-- WRITTEN TASK --
Write out the lines starting at the one containing "Please outline every instance of the shop" and ending at the one containing "[[[178,49],[179,29],[159,28],[159,48]]]", swapping "shop sign" for "storefront sign" and leaving everything else unchanged.

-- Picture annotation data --
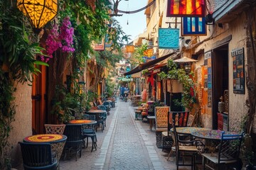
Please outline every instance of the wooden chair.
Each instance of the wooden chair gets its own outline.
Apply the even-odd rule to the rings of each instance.
[[[218,152],[202,154],[203,169],[206,169],[206,166],[214,170],[228,169],[225,166],[238,162],[243,135],[243,132],[240,135],[225,135],[223,132],[220,143],[217,147]]]
[[[203,146],[204,144],[200,140],[181,140],[179,135],[176,132],[175,120],[174,122],[174,133],[175,142],[175,152],[176,152],[176,169],[178,169],[179,166],[191,166],[191,169],[195,169],[196,167],[196,156],[198,153],[198,147],[199,145]],[[182,164],[179,162],[180,158],[182,157]],[[191,164],[184,163],[184,157],[191,157]]]
[[[188,115],[189,111],[173,111],[168,113],[168,130],[161,133],[163,149],[171,148],[173,147],[174,138],[171,135],[171,129],[174,127],[174,121],[175,121],[176,127],[186,127]],[[172,149],[171,149],[169,155],[171,155],[171,151]]]
[[[46,134],[58,134],[63,135],[65,125],[50,125],[45,124]]]
[[[25,170],[55,170],[58,160],[53,156],[50,144],[18,142],[21,145],[23,167]]]
[[[168,128],[168,112],[170,111],[169,106],[155,107],[156,114],[156,146],[162,148],[161,132],[167,131]]]

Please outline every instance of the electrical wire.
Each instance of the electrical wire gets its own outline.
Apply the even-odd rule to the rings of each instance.
[[[119,10],[117,9],[117,11],[119,13],[137,13],[137,12],[140,12],[146,8],[147,8],[148,7],[149,7],[150,6],[151,6],[154,2],[156,1],[156,0],[154,0],[152,1],[151,3],[149,3],[148,5],[146,5],[146,6],[142,8],[139,8],[139,9],[137,9],[137,10],[135,10],[135,11],[121,11],[121,10]]]

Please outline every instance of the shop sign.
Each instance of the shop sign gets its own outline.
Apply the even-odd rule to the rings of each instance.
[[[205,0],[168,0],[167,17],[204,17]]]
[[[204,17],[183,17],[182,36],[206,35]]]
[[[178,49],[179,29],[159,28],[159,48]]]

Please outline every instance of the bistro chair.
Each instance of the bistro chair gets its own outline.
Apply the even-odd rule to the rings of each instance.
[[[168,112],[170,111],[169,106],[155,107],[156,113],[156,147],[162,148],[162,132],[167,131],[168,128]]]
[[[169,113],[170,114],[170,113]],[[191,166],[191,169],[195,169],[196,167],[196,157],[199,150],[199,146],[204,146],[204,144],[200,140],[181,140],[179,135],[177,134],[175,125],[175,120],[174,121],[174,133],[176,152],[176,169],[178,169],[178,166]],[[182,158],[182,164],[179,162],[180,158]],[[191,164],[184,163],[184,157],[191,157]]]
[[[110,115],[110,108],[111,108],[110,103],[108,101],[105,101],[105,102],[103,102],[102,105],[104,105],[106,107],[107,115]]]
[[[87,115],[87,119],[91,120],[95,120],[96,117],[95,115]],[[93,125],[83,125],[82,126],[82,144],[85,148],[88,147],[88,138],[92,140],[92,150],[95,148],[97,150],[97,135],[95,133],[95,127]],[[86,140],[86,142],[85,142]]]
[[[238,162],[243,135],[243,132],[240,135],[225,135],[223,132],[220,143],[216,147],[218,151],[202,154],[203,169],[206,169],[206,166],[214,170],[226,169],[228,168],[225,166]]]
[[[99,105],[97,106],[99,110],[105,110],[106,113],[103,115],[103,120],[104,120],[104,125],[106,127],[106,120],[107,120],[107,108],[104,105]]]
[[[58,134],[63,135],[65,125],[49,125],[45,124],[46,134]]]
[[[174,121],[176,127],[187,127],[188,115],[188,111],[173,111],[168,113],[168,129],[167,131],[161,133],[163,149],[173,147],[174,138],[171,136],[171,129],[174,126]]]
[[[49,143],[18,142],[21,145],[23,168],[25,170],[55,170],[58,160],[52,154]]]
[[[75,154],[75,161],[78,157],[82,156],[82,125],[68,124],[63,134],[67,136],[67,141],[64,146],[64,159],[67,156]]]

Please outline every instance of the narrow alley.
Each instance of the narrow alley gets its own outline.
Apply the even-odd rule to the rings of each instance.
[[[103,132],[97,132],[97,148],[91,143],[75,162],[60,160],[60,169],[176,169],[175,158],[166,160],[169,152],[156,146],[154,129],[142,120],[134,120],[134,107],[117,100],[111,108]]]

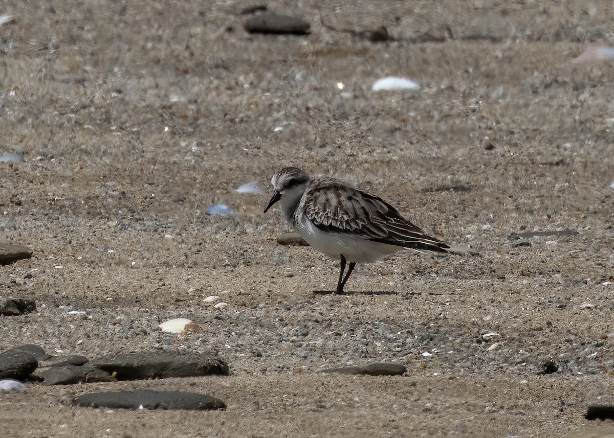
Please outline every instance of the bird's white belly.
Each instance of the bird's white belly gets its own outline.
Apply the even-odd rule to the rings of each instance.
[[[343,255],[348,262],[371,263],[403,249],[352,234],[322,231],[303,217],[297,227],[298,234],[312,247],[333,258]]]

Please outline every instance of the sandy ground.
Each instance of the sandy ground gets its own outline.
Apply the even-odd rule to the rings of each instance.
[[[239,2],[0,10],[14,17],[0,26],[0,153],[26,160],[0,163],[0,228],[34,252],[0,267],[0,294],[38,306],[0,320],[2,349],[212,350],[232,369],[32,384],[0,394],[2,436],[614,436],[583,417],[614,402],[614,69],[570,62],[611,42],[611,2],[300,5],[269,4],[309,21],[306,37],[247,34]],[[371,91],[389,75],[421,88]],[[355,293],[314,294],[334,287],[336,262],[277,245],[287,226],[262,214],[287,165],[379,195],[478,255],[401,253],[359,266]],[[233,191],[251,181],[267,193]],[[217,202],[237,214],[208,215]],[[561,230],[577,234],[510,237]],[[205,331],[157,329],[179,317]],[[408,372],[318,372],[379,361]],[[540,374],[548,361],[559,371]],[[135,388],[206,392],[228,409],[70,405]]]

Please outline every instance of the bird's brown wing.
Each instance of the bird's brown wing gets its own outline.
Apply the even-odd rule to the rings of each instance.
[[[377,196],[332,179],[308,186],[300,208],[319,229],[389,245],[446,252],[443,242],[424,234]]]

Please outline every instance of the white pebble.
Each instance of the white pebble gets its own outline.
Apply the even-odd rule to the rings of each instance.
[[[158,326],[162,331],[169,333],[181,333],[185,331],[185,326],[191,322],[192,320],[187,318],[176,318],[174,320],[165,321]]]
[[[390,76],[375,81],[373,90],[379,91],[381,90],[418,90],[419,88],[420,85],[410,79]]]
[[[235,190],[235,191],[237,193],[255,193],[257,194],[262,193],[262,191],[258,186],[258,182],[257,181],[252,181],[251,183],[244,184]]]
[[[0,391],[18,391],[25,388],[25,385],[14,378],[4,378],[0,380]]]

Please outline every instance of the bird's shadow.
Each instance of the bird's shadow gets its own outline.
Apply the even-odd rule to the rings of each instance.
[[[336,291],[314,291],[314,295],[398,295],[394,291],[349,291],[338,294]]]

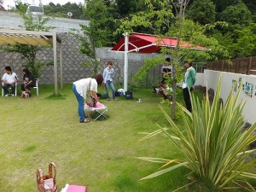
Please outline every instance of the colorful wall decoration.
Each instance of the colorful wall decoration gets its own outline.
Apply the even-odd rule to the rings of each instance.
[[[242,78],[239,78],[238,80],[233,79],[232,84],[233,84],[233,91],[236,92],[237,90],[240,88],[240,86],[242,86],[241,90],[243,93],[249,96],[253,97],[253,96],[256,96],[256,84],[255,85],[250,82],[245,82]],[[255,88],[255,90],[254,90]],[[254,95],[253,95],[254,90]]]

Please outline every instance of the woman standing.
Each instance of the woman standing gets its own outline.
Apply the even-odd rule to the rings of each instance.
[[[112,61],[108,61],[108,67],[104,69],[103,72],[103,79],[104,79],[104,84],[105,84],[105,89],[106,89],[106,97],[107,100],[109,101],[109,96],[108,96],[108,88],[110,87],[112,90],[112,96],[113,100],[117,101],[118,99],[115,98],[115,90],[113,84],[113,79],[114,75],[114,71],[113,68]]]
[[[36,79],[34,76],[30,73],[28,68],[25,68],[22,70],[23,73],[23,84],[21,85],[22,91],[26,89],[31,90],[32,87],[36,86]]]
[[[86,119],[84,114],[84,100],[86,99],[87,90],[91,91],[96,102],[98,102],[97,97],[97,86],[101,85],[103,82],[103,77],[102,74],[98,74],[94,78],[86,78],[73,83],[73,92],[77,97],[79,102],[79,115],[80,118],[80,123],[88,123],[89,119]],[[90,84],[90,86],[89,86]]]

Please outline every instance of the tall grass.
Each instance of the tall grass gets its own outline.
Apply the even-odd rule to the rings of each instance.
[[[203,181],[216,189],[227,189],[236,180],[244,181],[249,190],[253,186],[246,177],[256,178],[250,173],[255,166],[255,159],[247,161],[247,157],[254,150],[249,150],[249,143],[256,140],[253,132],[256,124],[242,131],[245,119],[242,116],[244,102],[239,101],[238,94],[234,96],[230,92],[226,102],[220,102],[221,79],[216,89],[212,105],[210,105],[208,95],[203,101],[191,96],[193,113],[178,104],[183,111],[183,120],[185,130],[176,125],[162,109],[170,123],[170,129],[160,126],[158,131],[148,134],[142,140],[164,132],[183,153],[183,159],[169,160],[162,158],[145,158],[152,162],[164,164],[160,170],[143,177],[151,178],[167,172],[185,166],[190,170],[189,178],[192,183]],[[239,184],[237,188],[241,185]]]

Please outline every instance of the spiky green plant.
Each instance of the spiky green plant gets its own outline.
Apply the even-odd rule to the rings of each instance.
[[[256,136],[253,134],[256,124],[242,131],[245,121],[241,113],[245,103],[239,100],[241,89],[236,96],[231,91],[224,105],[222,105],[220,82],[221,77],[212,106],[210,106],[208,95],[206,100],[199,101],[193,96],[193,94],[191,95],[192,113],[178,104],[183,109],[185,130],[176,125],[161,108],[170,123],[170,128],[158,125],[159,130],[147,135],[142,140],[164,132],[183,153],[184,159],[139,157],[142,160],[164,164],[158,172],[142,179],[151,178],[180,166],[186,166],[191,171],[189,178],[194,182],[207,181],[218,189],[229,187],[230,182],[237,178],[256,178],[255,174],[247,172],[255,166],[255,159],[251,161],[247,160],[247,157],[255,151],[255,149],[249,150],[247,147],[256,140]]]

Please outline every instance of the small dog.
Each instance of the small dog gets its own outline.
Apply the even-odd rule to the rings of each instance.
[[[22,91],[20,98],[26,98],[28,99],[31,96],[31,91],[28,89],[26,89],[26,90]]]

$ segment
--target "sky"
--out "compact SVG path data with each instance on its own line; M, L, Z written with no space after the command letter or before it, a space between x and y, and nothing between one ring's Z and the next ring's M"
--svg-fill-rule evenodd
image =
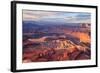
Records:
M91 23L91 14L85 12L23 10L23 21Z

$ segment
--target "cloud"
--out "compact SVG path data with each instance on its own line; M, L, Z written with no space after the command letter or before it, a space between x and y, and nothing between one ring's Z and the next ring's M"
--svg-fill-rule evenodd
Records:
M55 14L56 12L23 10L23 20L40 20Z
M90 23L91 14L83 12L54 12L54 11L38 11L23 10L24 21L51 21L66 23Z

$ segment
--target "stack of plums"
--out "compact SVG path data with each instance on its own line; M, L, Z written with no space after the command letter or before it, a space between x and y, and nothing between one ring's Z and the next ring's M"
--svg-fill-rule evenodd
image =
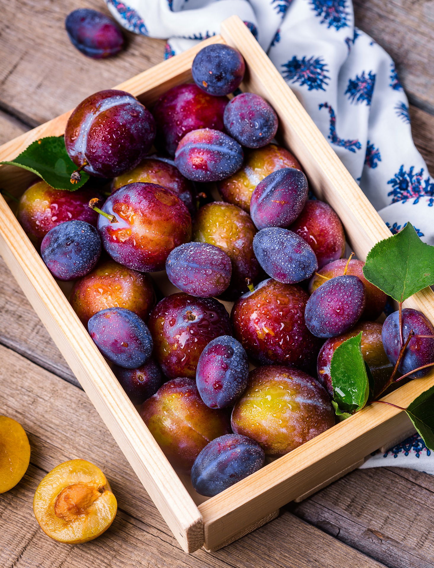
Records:
M72 307L162 450L204 495L335 424L330 362L345 339L362 332L378 392L399 350L396 316L383 341L375 321L385 295L343 258L340 219L308 198L301 165L274 141L273 109L251 93L228 97L244 73L237 51L210 45L194 82L152 114L127 93L89 97L65 142L90 181L76 191L39 181L18 211L52 274L75 281ZM148 273L164 270L178 291L156 305ZM230 316L216 298L234 302ZM417 322L433 334L404 312L404 335ZM432 339L412 341L414 358L432 356Z

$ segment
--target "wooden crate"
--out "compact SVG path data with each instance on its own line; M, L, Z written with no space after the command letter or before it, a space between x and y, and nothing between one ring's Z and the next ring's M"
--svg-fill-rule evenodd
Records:
M244 89L262 95L273 106L281 139L303 165L317 196L339 215L352 249L364 259L375 243L390 236L389 229L238 18L223 23L221 35L116 88L151 105L167 89L189 80L195 54L203 46L217 43L241 52L247 69ZM4 144L0 159L14 158L41 137L61 135L70 114ZM31 178L23 170L0 167L0 187L14 195L20 195ZM337 479L372 452L408 431L404 412L374 404L219 495L208 499L195 495L188 481L181 479L169 463L2 197L0 219L0 252L6 264L186 552L202 546L215 550L247 534L274 518L279 507ZM420 310L434 323L431 289L415 294L406 305ZM400 387L385 400L405 407L433 385L431 373Z

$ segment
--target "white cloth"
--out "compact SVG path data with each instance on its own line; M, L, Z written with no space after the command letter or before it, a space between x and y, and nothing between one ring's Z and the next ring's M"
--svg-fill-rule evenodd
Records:
M411 137L407 97L391 57L354 27L351 0L105 1L127 29L169 38L166 57L218 34L223 20L238 15L391 231L410 220L434 245L434 180ZM429 450L414 450L422 445L413 440L408 452L375 456L364 467L428 471Z

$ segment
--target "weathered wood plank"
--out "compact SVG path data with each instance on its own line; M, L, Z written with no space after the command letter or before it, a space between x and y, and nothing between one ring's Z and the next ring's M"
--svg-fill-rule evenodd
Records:
M68 39L65 18L82 7L80 0L3 3L0 107L4 110L36 126L161 61L162 40L127 32L127 48L115 57L94 60L80 53ZM108 13L101 0L89 0L86 7Z
M0 500L1 566L253 567L257 566L258 551L265 549L270 568L323 568L324 558L329 568L382 566L289 512L217 553L184 554L85 393L10 349L0 347L0 412L23 424L32 449L26 475ZM69 546L42 533L31 503L45 473L76 457L102 467L119 512L102 537Z
M289 510L394 568L434 566L434 478L399 468L356 470Z
M353 0L356 25L397 64L411 103L434 114L434 4L430 0Z

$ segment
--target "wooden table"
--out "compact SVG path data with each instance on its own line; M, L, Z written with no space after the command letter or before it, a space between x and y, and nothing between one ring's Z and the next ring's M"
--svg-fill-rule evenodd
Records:
M85 3L104 9L101 0ZM81 56L64 29L78 0L2 4L0 143L162 59L164 41L132 35L114 59ZM433 172L434 2L355 0L354 8L357 26L395 59ZM32 448L23 479L0 497L1 568L434 566L434 477L393 467L354 471L218 552L183 554L1 260L0 314L0 414L23 424ZM71 546L42 532L32 500L47 472L78 457L101 467L119 509L102 537Z

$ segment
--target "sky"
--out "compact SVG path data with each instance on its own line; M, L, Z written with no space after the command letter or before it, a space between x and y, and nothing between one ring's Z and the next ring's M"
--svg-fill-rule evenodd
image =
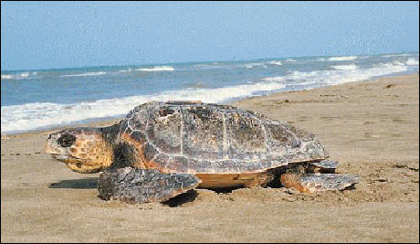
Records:
M415 2L1 2L1 69L418 51Z

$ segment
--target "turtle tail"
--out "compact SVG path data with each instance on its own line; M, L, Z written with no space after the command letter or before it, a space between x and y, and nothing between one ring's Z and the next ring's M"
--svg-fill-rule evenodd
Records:
M286 187L293 187L305 193L316 193L352 188L359 182L359 178L341 174L283 174L280 181Z

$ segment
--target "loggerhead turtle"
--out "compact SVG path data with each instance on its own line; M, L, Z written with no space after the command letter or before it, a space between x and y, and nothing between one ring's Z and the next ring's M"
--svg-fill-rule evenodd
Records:
M343 190L357 176L334 174L310 133L262 114L200 101L147 102L119 123L51 133L46 153L79 173L103 171L100 196L165 201L195 187L267 186Z

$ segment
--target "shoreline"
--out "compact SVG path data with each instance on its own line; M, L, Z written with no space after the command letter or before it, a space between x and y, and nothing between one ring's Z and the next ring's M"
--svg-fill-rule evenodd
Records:
M345 83L341 83L341 84L332 84L332 85L330 85L330 86L324 86L324 87L319 87L319 88L311 88L311 89L308 89L308 90L282 90L282 91L277 91L277 92L273 92L273 93L267 94L267 95L258 95L258 96L253 96L253 97L239 99L237 101L236 100L236 101L233 101L231 102L227 102L226 104L233 105L233 104L241 103L241 101L247 101L247 100L252 100L252 99L256 99L256 98L268 97L268 96L278 96L278 95L280 95L282 93L288 93L288 92L299 92L299 91L311 90L314 90L314 89L322 89L322 88L326 88L326 87L334 87L334 86L340 86L340 85L345 85L345 84L353 84L353 83L358 83L358 82L362 82L362 83L374 82L375 80L381 80L381 79L397 78L397 77L411 77L411 76L415 76L415 75L418 75L418 74L419 74L418 71L403 72L403 73L396 73L396 74L389 74L389 75L384 75L384 76L373 77L373 78L372 78L370 80L366 80L350 81L350 82L345 82ZM138 104L138 105L140 105L140 104ZM31 130L31 131L26 131L26 132L20 132L20 133L1 133L2 137L1 138L2 138L2 140L5 140L5 139L10 138L10 137L16 137L16 136L19 136L19 135L25 136L25 135L37 134L37 133L47 133L64 130L64 129L67 129L67 128L75 128L75 127L110 126L110 125L112 125L112 124L114 124L116 122L119 122L121 120L123 120L124 118L125 118L125 115L115 116L114 119L107 119L107 118L95 119L95 118L92 118L92 119L88 119L88 120L92 120L91 122L74 122L74 123L70 123L70 124L67 124L67 125L55 125L55 126L51 126L50 128L47 128L47 129L36 129L36 130Z
M231 104L314 133L337 173L360 182L312 195L196 189L173 206L104 201L99 173L71 172L43 153L51 131L24 133L1 143L2 242L419 241L418 73Z

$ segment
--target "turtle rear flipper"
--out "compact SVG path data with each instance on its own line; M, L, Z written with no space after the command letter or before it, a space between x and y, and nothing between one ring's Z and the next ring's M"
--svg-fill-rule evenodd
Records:
M315 193L349 189L358 183L359 179L354 175L341 174L283 174L280 181L286 187Z
M100 197L128 203L163 202L195 188L201 180L193 175L163 174L156 169L110 168L100 175Z

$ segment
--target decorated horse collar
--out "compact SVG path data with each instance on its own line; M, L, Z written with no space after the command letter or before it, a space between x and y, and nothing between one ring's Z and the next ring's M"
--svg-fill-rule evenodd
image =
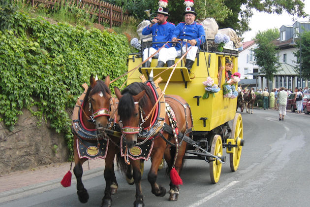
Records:
M143 118L142 109L139 106L141 115L139 126L138 127L124 126L122 128L122 132L123 135L125 136L126 134L137 134L138 138L149 139L160 132L165 122L166 113L165 98L164 96L160 96L162 92L158 85L162 79L159 77L155 81L147 81L143 75L140 76L140 78L143 82L146 83L150 87L157 103L155 114L153 116L151 116L153 119L150 121L151 126L146 128L142 128L142 124L145 122L148 118ZM157 102L158 99L159 100ZM135 103L135 104L138 104L138 103Z

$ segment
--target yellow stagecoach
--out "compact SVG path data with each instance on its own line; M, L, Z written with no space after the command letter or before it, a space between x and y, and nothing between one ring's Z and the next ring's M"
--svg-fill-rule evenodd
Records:
M147 46L150 46L150 44ZM223 148L225 148L226 153L229 154L231 170L236 171L244 143L242 118L240 114L236 113L237 99L224 98L222 87L225 81L225 70L218 75L219 67L224 66L227 58L232 61L232 72L237 72L238 51L224 49L223 52L219 52L214 40L207 40L201 48L198 50L191 69L191 76L194 77L190 78L187 69L183 66L183 60L181 60L170 77L165 94L180 96L189 104L193 129L192 139L188 137L185 139L191 145L186 150L186 158L200 159L210 163L211 180L217 183L220 175L222 164L225 160ZM180 58L176 59L176 63ZM138 67L141 63L141 53L130 54L128 58L128 71ZM157 59L153 58L150 68L140 68L132 73L129 73L127 84L141 82L139 77L141 73L148 79L153 70L155 79L159 76L162 79L158 85L163 90L173 67L167 69L167 68L155 68L156 65ZM221 90L210 94L207 99L203 99L205 92L203 82L209 76ZM233 120L230 128L228 121Z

-- PROBLEM SOLUTION --
Please outline every instance of the storefront sign.
Each instance of the storefront sign gets its own outline.
Apply the even-odd rule to the rings of each instance.
[[[205,0],[168,0],[167,17],[204,17]]]
[[[204,17],[183,17],[182,36],[206,35]]]
[[[178,49],[179,29],[159,28],[159,48]]]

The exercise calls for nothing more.